Extract every line of the listing below word for word, leaving out the pictures.

:: RECORDED INFORMATION

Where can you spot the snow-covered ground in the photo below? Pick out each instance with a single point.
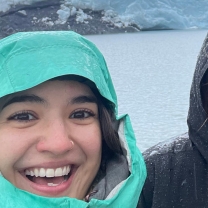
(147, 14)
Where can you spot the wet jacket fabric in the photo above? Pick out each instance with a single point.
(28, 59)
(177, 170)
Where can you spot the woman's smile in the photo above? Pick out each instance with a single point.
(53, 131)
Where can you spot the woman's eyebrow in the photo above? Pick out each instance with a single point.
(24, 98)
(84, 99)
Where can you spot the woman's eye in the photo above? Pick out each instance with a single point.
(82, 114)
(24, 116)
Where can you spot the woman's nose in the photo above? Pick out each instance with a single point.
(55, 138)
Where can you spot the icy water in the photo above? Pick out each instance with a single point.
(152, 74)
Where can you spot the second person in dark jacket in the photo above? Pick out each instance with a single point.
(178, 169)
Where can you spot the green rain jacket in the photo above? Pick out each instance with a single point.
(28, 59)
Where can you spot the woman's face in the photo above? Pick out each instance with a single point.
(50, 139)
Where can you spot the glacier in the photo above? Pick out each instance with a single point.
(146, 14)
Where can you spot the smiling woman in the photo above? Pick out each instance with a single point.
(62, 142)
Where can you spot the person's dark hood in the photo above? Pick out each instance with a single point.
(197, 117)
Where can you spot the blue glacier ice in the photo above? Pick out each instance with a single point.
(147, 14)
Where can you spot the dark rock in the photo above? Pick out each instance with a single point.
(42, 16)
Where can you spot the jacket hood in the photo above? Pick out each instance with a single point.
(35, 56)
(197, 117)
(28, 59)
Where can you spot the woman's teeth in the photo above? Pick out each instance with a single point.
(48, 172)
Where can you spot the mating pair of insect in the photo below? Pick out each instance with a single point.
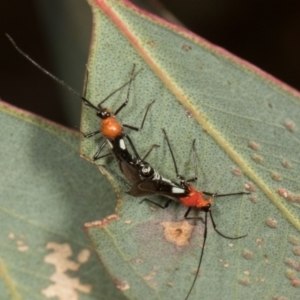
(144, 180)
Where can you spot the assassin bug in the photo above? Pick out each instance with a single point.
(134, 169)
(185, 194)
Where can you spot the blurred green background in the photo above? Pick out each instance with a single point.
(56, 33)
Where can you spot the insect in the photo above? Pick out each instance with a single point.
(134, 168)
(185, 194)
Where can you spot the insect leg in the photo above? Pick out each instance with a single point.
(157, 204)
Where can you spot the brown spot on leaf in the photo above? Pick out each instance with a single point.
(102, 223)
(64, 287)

::::

- _PROBLEM SOLUTION_
Where can you spot the snow-covered ground in the photo below? Pick out each instance with a single point.
(147, 14)
Where can you spot the wet jacket fabric in the photo above? Pick out each instance with a single point.
(28, 59)
(177, 170)
Where can you spot the woman's smile in the photo above? Pick out each instance with a single point.
(53, 131)
Where can you spot the woman's eyebrow in the photo above? Pick out each instance with a single point.
(24, 98)
(84, 99)
Where can you spot the woman's eye in the photo above? Pick out each instance with a single point.
(82, 114)
(24, 116)
Where can you spot the woman's nose in the photo above? Pick out each instance with a single point.
(55, 138)
Where can you spot the icy water in the photo above? Pick out each instance with a single point.
(152, 74)
Where can you spot the second person in dark jacket in the photo above? Pick out each instance with a single point.
(178, 169)
Where can you spot the green rain jacket in the photo above? Pick out each instance with a single point.
(28, 59)
Where can you spot the woman's face in the photo above? Pick out each instance with a single point.
(50, 139)
Where can you spot the glacier in the photo above? Pick out each instance with a single point.
(146, 14)
Where can you spot the smiling woman in the photo above? Pick out each instance with a single point.
(62, 142)
Where can you spot the person's dark hood in the photo above? Pick out each instance with a single point.
(197, 117)
Where can you spot the blue glacier ice in the photo above? Pick out each instance with a single point.
(147, 14)
Where can you spot the dark rock in the photo above? Pick out each instance with a single point.
(42, 16)
Where can you spot the jacket hood in the photo above? Pick out each instance with a single point.
(35, 56)
(197, 117)
(28, 59)
Where can you spot the woman's teeth in the photo above? Pick out each instance with a single point.
(48, 172)
Where can you spot the mating pair of insect in the photo below? Pick out each instance with a single point.
(144, 180)
Where can you spot the assassin bug in the photo above? Pick out each instance with a single point.
(134, 169)
(185, 194)
Where can you spot the blurred green background in the photo above? Pick out each instance with a single point.
(56, 33)
Where can you spot the insect in the photo above? Pick out each instance with a single point.
(134, 168)
(185, 194)
Where can you spot the insect leg in the photo above? Pick out each instance with a single point.
(157, 204)
Where can you spot the brown spot on leaf in the photo above? Pick out each instance with a single point.
(102, 223)
(64, 287)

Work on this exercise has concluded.